The Practice of Immigration Law as Manumission

I do not want to equate the evil of chattel slavery with the evil of immigration restrictions. They may or may not be equal in one person’s experience or another’s, but I am not out to make a claim one way or another. I want to avoid at all costs what Elizabeth Martinez terms an “oppression Olympics,”1 referring to the weighing of which group is more or less oppressed than another such that the comparison succeeds in turning oppressed people against each other, which is of course a win for the oppressor. All I want to do here is re-frame the moral context of immigration law practice by way of analogy to the practice of manumission law in centuries past.

I. Manumission Law and Immigration Law

During the centuries that chattel slavery persisted in the Americas, there existed also in many jurisdictions the law of “manumission,” or the emancipation of a person from status as a slave through legal means, such as by purchasing or contracting for their freedom from their owner, or having it granted to them by their owner’s will and testament, making them a “free person.”2 Sometimes this involved slave owners asking a tribunal to manumit the human beings they themselves owned,3 but in other contexts it involved enslaved people directly asking the court to allow themselves to be manumitted,4 sometimes with representation by counsel.5 It is this latter scenario of self-manumission through an advocate that we’re referring to here – where an advocate argued on behalf of an enslaved person for their freedom.

The practice of immigration law6 is the lawful application for enhanced liberty or rights for individuals without U.S. Citizenship, before and against a government agency designed to restrict their liberty and their right to have rights, as Hannah Arendt put it.7 The immigration law practitioner petitions a government officer or judge for their recognition of a human being’s right to move, work and survive. This is to say, the non-citizen, through their immigration lawyer, asks the government officer or judge for permission to be treated as a full human being; put even more simply, a non-citizens asks the government, through counsel, to recognize their humanity.

===============

== SET PROBLEM A ==
List every legal means of obtaining freedom that the essay on immigration law and manumission names as examples of manumission.
== SET PROBLEM B ==
From the essay on immigration law and manumission, return the text between "I. Manumission Law" and "for their freedom.", inclusive.
== SET PROBLEM C ==
According to the essay on immigration law and manumission, whose term is "oppression Olympics"?
These items come from a source unrelated to the essay.

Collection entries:
===============

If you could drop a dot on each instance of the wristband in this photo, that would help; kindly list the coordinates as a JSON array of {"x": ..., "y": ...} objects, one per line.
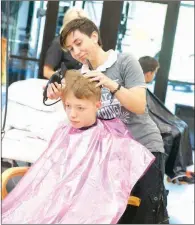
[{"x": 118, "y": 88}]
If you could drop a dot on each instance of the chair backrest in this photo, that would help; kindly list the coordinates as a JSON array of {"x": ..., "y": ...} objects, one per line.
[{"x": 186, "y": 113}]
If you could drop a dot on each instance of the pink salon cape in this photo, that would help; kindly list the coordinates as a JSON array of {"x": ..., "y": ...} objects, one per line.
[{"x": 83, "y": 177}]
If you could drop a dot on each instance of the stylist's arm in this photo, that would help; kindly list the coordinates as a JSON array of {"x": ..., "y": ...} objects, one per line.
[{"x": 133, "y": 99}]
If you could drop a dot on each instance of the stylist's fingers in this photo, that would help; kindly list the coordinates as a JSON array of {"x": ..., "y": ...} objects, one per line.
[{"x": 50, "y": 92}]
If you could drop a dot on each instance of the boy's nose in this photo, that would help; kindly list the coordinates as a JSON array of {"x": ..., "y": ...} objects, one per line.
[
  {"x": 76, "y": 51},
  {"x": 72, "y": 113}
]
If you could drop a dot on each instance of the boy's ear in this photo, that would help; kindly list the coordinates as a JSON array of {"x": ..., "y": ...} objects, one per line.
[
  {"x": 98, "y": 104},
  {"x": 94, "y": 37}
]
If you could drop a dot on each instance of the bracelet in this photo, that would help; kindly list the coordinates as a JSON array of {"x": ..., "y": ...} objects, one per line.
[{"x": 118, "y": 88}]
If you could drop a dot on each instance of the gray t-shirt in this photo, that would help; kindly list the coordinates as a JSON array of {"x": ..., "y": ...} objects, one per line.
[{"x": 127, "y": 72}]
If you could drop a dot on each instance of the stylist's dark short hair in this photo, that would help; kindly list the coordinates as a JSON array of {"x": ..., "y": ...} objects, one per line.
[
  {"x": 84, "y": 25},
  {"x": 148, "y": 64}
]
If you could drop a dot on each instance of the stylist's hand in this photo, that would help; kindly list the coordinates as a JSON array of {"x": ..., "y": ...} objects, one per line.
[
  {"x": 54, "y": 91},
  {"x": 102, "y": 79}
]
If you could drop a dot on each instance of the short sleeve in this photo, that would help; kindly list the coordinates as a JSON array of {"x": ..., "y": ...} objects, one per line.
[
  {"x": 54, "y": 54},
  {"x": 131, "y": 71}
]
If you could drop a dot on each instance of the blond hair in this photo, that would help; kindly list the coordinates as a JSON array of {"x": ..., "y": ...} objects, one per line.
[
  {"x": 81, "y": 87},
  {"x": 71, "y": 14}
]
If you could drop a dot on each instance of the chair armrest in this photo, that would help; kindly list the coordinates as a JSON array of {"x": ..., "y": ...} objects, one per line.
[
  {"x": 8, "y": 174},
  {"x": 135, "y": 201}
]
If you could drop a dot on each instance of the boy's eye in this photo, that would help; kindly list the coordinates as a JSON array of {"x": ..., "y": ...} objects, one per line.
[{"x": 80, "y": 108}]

===============

== TASK OUTPUT A ==
- Purchasing one's freedom from one's owner
- Contracting for one's freedom from one's owner
- Having freedom granted by the owner's will and testament

== TASK OUTPUT B ==
I. Manumission Law and Immigration Law

During the centuries that chattel slavery persisted in the Americas, there existed also in many jurisdictions the law of “manumission,” or the emancipation of a person from status as a slave through legal means, such as by purchasing or contracting for their freedom from their owner, or having it granted to them by their owner’s will and testament, making them a “free person.”2 Sometimes this involved slave owners asking a tribunal to manumit the human beings they themselves owned,3 but in other contexts it involved enslaved people directly asking the court to allow themselves to be manumitted,4 sometimes with representation by counsel.5 It is this latter scenario of self-manumission through an advocate that we’re referring to here – where an advocate argued on behalf of an enslaved person for their freedom.

== TASK OUTPUT C ==
Elizabeth Martinez